▶ [Work request]: Could every line of the data be copied out once more, exactly?

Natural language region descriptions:
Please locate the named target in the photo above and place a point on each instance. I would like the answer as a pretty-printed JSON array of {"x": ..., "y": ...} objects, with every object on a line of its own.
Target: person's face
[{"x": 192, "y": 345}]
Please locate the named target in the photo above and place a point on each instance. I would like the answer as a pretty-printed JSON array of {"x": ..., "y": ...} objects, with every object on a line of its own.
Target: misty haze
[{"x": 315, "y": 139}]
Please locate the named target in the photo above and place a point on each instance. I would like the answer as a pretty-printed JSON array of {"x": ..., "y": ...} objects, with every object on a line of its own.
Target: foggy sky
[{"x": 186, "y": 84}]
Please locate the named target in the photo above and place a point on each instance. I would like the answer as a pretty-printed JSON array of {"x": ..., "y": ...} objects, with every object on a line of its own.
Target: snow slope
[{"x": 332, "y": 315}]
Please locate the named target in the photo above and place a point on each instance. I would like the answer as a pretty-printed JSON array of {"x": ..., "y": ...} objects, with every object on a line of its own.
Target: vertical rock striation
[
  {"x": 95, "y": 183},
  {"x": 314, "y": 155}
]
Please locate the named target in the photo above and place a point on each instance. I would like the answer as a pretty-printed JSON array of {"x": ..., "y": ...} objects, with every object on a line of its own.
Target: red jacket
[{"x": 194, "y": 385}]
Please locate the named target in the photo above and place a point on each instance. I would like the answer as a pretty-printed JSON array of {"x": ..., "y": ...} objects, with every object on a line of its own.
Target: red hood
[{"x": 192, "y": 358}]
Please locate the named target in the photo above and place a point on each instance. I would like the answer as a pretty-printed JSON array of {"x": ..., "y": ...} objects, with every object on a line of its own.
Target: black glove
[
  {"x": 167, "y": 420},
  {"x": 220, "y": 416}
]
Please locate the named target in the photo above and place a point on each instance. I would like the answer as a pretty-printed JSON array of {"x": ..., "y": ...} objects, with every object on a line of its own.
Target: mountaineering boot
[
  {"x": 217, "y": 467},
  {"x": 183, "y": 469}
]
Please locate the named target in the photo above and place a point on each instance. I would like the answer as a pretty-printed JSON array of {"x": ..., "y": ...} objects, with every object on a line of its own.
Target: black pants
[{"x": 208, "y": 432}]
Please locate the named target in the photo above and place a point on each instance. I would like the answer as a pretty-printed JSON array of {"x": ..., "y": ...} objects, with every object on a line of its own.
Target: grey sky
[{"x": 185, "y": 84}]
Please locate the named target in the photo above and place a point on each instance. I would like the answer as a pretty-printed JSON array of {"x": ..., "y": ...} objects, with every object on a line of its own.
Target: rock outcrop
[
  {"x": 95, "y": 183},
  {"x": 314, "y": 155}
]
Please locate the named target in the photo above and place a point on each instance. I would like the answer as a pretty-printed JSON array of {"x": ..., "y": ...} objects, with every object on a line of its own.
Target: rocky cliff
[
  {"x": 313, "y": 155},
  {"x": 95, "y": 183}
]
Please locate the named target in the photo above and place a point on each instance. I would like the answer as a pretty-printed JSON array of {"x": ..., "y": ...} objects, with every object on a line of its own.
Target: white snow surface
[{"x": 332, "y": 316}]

▶ [Reply to the exercise]:
Please locate the named target in the photo above and place a point on each instance. I would like the answer as a pretty-printed JSON array of {"x": ..., "y": ...} objects, with every object on a line of its own.
Target: person's face
[{"x": 192, "y": 345}]
Please locate the named target in the photo above and place a point on each instance. I would like the answer as a pretty-printed JSON array of {"x": ..., "y": ...} objects, with every object on a line of its own.
Target: misty haze
[{"x": 315, "y": 139}]
Please locate the named target in the photo above and place a point on each instance. I would like the answer as a pretty-printed JSON array of {"x": ..., "y": ...} objects, with every object on a line of its own.
Target: foggy sky
[{"x": 186, "y": 84}]
Please locate the named target in the photo above and place a point on each instance. I would like the answer as a pretty-printed JSON array of {"x": ..., "y": ...} objects, with every object on a line of its own.
Target: snow slope
[{"x": 332, "y": 315}]
Please locate the named target in the photo above and place a point on each instance. I would like the answer as a pretty-printed JSON array of {"x": ..., "y": ...} objects, with every object on a line of its own.
Target: vertical rock striation
[
  {"x": 95, "y": 183},
  {"x": 314, "y": 155}
]
Please locate the named target in the photo above and place a point on each instance. I would like the answer as a pretty-printed JSON array of {"x": ..., "y": ...} objects, with every object on a line of its own.
Target: red jacket
[{"x": 194, "y": 385}]
Please locate the named target in the photo above and place a point on each instance. I would like the answer as a pretty-printed JSON array of {"x": ..., "y": ...} objects, with every object on a line of its own.
Target: red hood
[{"x": 192, "y": 358}]
Please locate the named target in the photo above and place a point on each instance. I would like the answer as a pretty-printed JSON array of {"x": ..., "y": ...} objects, with every object on a line of its own.
Target: black glove
[
  {"x": 167, "y": 420},
  {"x": 220, "y": 416}
]
Please locate the named target in the photo above and place a point on each instance. I would like the answer as a pretty-printed JSON array of {"x": ..., "y": ...} objects, with every object on a line of its own.
Target: mountaineering boot
[
  {"x": 217, "y": 467},
  {"x": 183, "y": 469}
]
Please locate the named target in the photo above and place a point on each instance. I would like the answer as a pretty-printed JSON array of {"x": ..., "y": ...} objects, with every object on a line of its own.
Target: black pants
[{"x": 208, "y": 432}]
Please locate the named target in the photo above and place a point on each instance. I would like the answer as a pretty-printed JSON array of {"x": ..., "y": ...} objects, with every object on a line of its own.
Target: grey sky
[{"x": 185, "y": 84}]
Please locate the named target in the photo above and place a point on each instance. I would like the answer as a pretty-printed JSON array of {"x": ..., "y": ...} objects, with every object on a line of its own.
Target: rock outcrop
[
  {"x": 95, "y": 183},
  {"x": 314, "y": 155}
]
Please locate the named target in the photo above and place a point on each instance. I would like the answer as a pretty-printed JSON array of {"x": ..., "y": ...} objects, with every object on a line of its own.
Target: rocky cliff
[
  {"x": 313, "y": 155},
  {"x": 95, "y": 183}
]
Please locate the named target in the photo above and place a point on each instance. I would like the answer as a pretty-printed JSON array of {"x": ..., "y": ...} objects, with every object on a line of its own.
Target: white snow surface
[{"x": 332, "y": 316}]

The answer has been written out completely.